▸ PROMPT: All of the lines below are to be printed again exactly; images are excluded from the output.

▸ SUPPLIED DATA:
---+---

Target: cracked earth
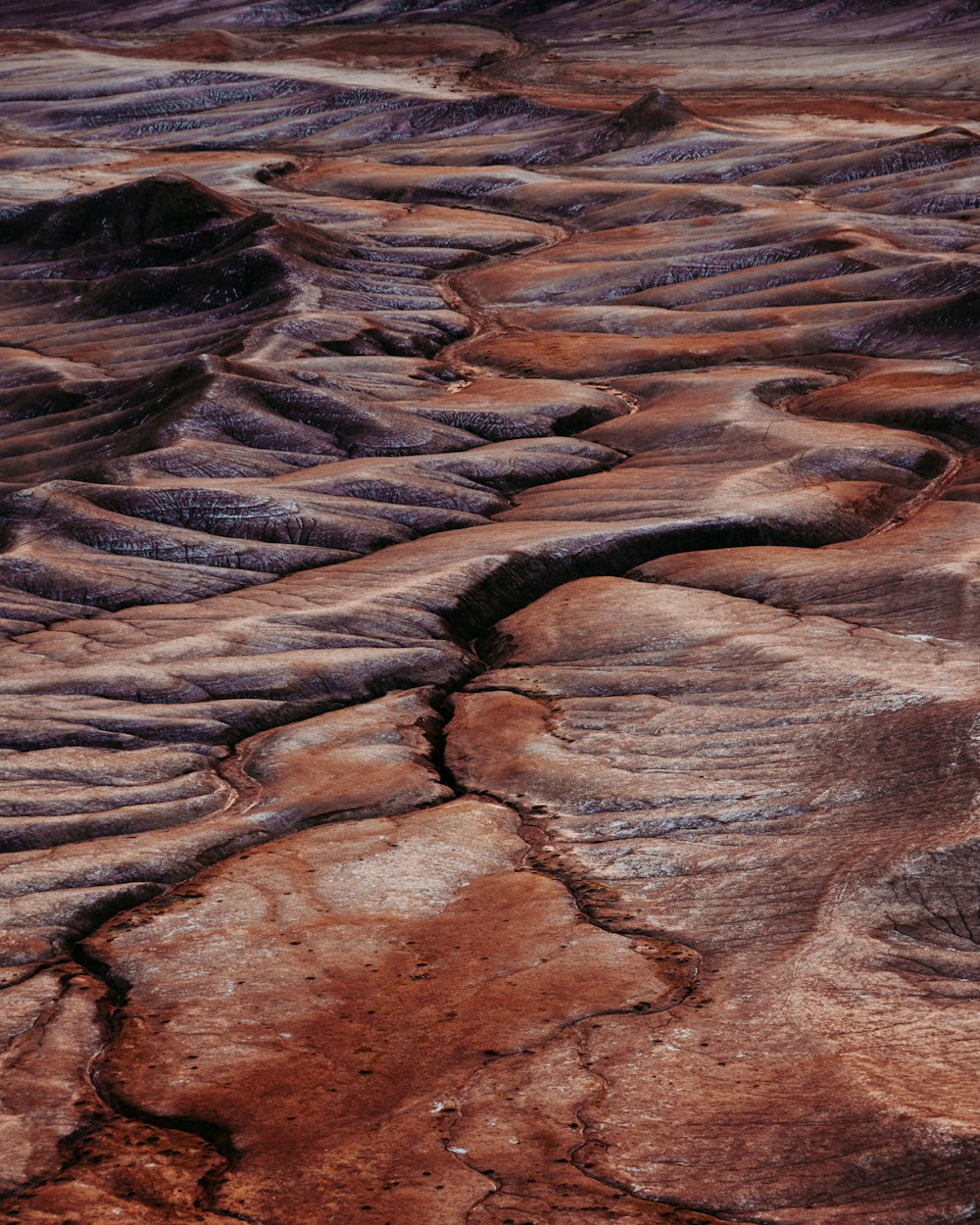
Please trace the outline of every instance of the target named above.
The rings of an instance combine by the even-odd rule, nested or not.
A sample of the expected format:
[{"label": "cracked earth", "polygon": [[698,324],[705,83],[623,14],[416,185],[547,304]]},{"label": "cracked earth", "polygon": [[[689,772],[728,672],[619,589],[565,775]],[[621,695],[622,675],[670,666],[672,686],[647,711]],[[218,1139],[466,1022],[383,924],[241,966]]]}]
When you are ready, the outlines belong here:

---+---

▸ EXERCISE ANSWER:
Target: cracked earth
Please trace the outline of every instance of the target named above.
The rings of an instance combine by the even-odd rule, nested or not.
A sample of the expected format:
[{"label": "cracked earth", "polygon": [[698,324],[705,83],[623,14],[416,185],[547,304]]},{"label": "cracked earth", "polygon": [[[689,772],[728,672],[619,589],[565,775]],[[621,695],[622,675],[670,666],[672,686],[647,711]],[[218,1139],[466,1022],[383,924],[241,966]]]}]
When you are ready, the outlines belong here:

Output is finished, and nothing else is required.